Natural-language object grounding data
Content starts

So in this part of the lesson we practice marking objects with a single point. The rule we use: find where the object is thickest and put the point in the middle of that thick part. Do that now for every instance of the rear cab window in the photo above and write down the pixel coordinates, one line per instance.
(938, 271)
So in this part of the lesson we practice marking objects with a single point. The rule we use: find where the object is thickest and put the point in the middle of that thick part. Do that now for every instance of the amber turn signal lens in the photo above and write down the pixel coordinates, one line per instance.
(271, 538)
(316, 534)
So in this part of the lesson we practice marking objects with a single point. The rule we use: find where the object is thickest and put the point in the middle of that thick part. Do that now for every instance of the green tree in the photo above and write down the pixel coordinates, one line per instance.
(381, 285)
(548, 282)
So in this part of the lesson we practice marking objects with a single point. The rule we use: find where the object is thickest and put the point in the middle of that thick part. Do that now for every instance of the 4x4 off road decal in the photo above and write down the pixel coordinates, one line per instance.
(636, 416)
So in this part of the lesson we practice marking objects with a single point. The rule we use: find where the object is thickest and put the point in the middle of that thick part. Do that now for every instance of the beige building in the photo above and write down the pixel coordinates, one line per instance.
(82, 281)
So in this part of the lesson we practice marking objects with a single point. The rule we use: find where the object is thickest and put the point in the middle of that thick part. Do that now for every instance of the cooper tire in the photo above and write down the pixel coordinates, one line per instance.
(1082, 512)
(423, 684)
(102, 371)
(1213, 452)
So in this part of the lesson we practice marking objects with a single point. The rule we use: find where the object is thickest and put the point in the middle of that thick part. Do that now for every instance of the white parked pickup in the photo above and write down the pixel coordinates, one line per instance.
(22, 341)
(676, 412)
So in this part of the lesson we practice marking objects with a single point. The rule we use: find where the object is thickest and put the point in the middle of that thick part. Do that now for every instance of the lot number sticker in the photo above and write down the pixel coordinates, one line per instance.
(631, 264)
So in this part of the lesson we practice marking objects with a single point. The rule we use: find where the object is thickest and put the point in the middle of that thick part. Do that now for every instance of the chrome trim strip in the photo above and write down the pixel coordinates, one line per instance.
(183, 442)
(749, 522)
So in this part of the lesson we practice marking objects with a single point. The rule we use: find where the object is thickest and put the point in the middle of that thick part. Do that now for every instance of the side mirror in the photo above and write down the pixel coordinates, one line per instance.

Content ends

### TASK ITEM
The records above should be copied out again in full, exactly as they appear.

### COMPLETED EXERCISE
So in this part of the lesson we practice marking objects with a single point. The rule we use: find where the object is thickest and put the point in the middle of that thick part. Do that now for every instance of the rear cab window in the photo above and write down the pixel coordinates, one line per instance.
(938, 271)
So in this part of the lesson we practice marking objects with a single point. The rule we use: find where the object is thickest and put the point in the middle of that thick part. Do that now for every instance of the amber turn signal lens in the photo above and write down the pixel coordinates, one line per instance.
(271, 538)
(316, 534)
So in this part of the lesson we practice marking objects with a single point. The rule we use: find where the object is thickest and put the point in the middle of that thick part. Do that now for every instance of the green tree in the photo above and write down the pixel coordinates, one line per instance.
(381, 285)
(548, 282)
So in this part of the lesson we practice marking objects with a single point. The rule we use: find where the object is thickest and put the point in the middle of that thick part. Do that now for every instance of the 4x4 off road decal in the photo above and write down the pixel coordinates, one line per instance.
(636, 416)
So in this part of the lesson we practice marking objects with a single point. The rule we use: find where the object is thickest and put the point in the middle of that thick part. Do that now for every instance of the beige building in the photo above and write down the pixel coordinates, one line per instance.
(82, 281)
So in this part of the lesson we practice marking objects with a single point. The rule we use: find where the object is thickest and put the point in the middle of that thick part. Do that now for every instance of the cooper tire in the photo above and write down the pixel coordinates, one line per instance.
(1082, 512)
(423, 684)
(102, 371)
(1213, 452)
So in this part of the lesson we practice marking objects with a single point. The rule we use: find where the object is thickest and put the point in the middle of that thick part. Do that now for every instance of the white parked pickup in the photo above and write down the pixel coordinates, one line per instance.
(22, 341)
(676, 412)
So in this part of the lesson we practice marking objects with a single point. The rule we use: find where the object is thickest and put the point in the middle of that thick part. Do that now for every instance of the lot number sticker in the photo above and write down the pixel coordinates, one line per instance.
(631, 264)
So in this part of the lesson we practice marking objects with a single point. The rule we use: find where the object is thickest and put the point in the middle of that thick part. Do that now for every instance of the chrome trim strip in the photo above and write down the pixel coordinates, one line per instance.
(183, 442)
(749, 522)
So in this part of the lesson we practice marking objects with a single point. The rule we use: find where the object is thickest and put the point in the middle of that thick part. Do that now for every instance of the side mirror in the photo above and write down the pixel coordinates, one line per instance.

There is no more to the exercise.